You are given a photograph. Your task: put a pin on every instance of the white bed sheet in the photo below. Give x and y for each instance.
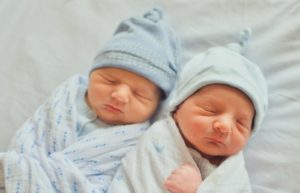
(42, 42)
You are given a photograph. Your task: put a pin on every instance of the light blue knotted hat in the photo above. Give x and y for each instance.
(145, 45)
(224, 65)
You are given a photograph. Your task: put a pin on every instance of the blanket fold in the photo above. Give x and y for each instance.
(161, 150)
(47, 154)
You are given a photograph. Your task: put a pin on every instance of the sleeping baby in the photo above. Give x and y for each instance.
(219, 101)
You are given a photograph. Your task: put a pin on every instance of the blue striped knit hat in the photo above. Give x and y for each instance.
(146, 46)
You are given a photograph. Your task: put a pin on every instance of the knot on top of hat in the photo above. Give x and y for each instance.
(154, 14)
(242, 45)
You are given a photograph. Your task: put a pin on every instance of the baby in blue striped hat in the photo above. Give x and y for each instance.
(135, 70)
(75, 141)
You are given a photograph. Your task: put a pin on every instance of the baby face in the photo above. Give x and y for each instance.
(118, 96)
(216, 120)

• • •

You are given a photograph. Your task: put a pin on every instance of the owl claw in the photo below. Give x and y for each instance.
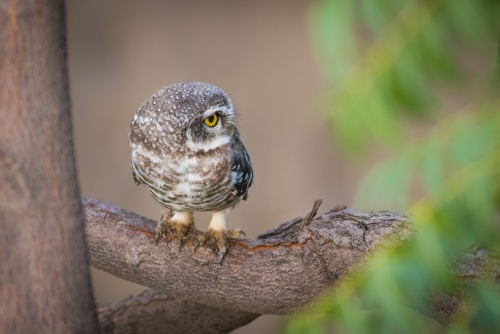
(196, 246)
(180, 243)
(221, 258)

• • •

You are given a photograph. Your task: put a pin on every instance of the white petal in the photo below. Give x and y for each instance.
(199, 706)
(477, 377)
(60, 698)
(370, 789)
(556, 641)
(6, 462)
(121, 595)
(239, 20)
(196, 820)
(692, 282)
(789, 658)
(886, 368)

• • •

Go through the records and keep only the lines that contain the word "above". Copy each of those lines in full.

→ **Written response**
You are given a photograph. Your task: put a pin on every instance of the light blue knotted hat in the photo above. Give x and y for each instance.
You are given a photograph. Your task: put a pin on every instance of the blanket fold in the photo above. Give x and y for each instance.
You are given a photograph. Your task: put a pin on every instance of the sleeping baby in the photo above. Give x and y for each instance.
You are given a photograph. Your task: put a pin on every instance of the blue striped knit hat in the photo above. Give x and y for each instance.
You are given a photograph. Your task: put a pin on every instance of the knot on top of hat in the photo above. Give x and y for each instance.
You are given a photograph. Your task: put a pin on every instance of the baby in blue striped hat in the photo above. Give x and y for each instance.
You are given a photograph. Your task: put a pin on every instance of the baby face in the photo above. Give x and y for each instance.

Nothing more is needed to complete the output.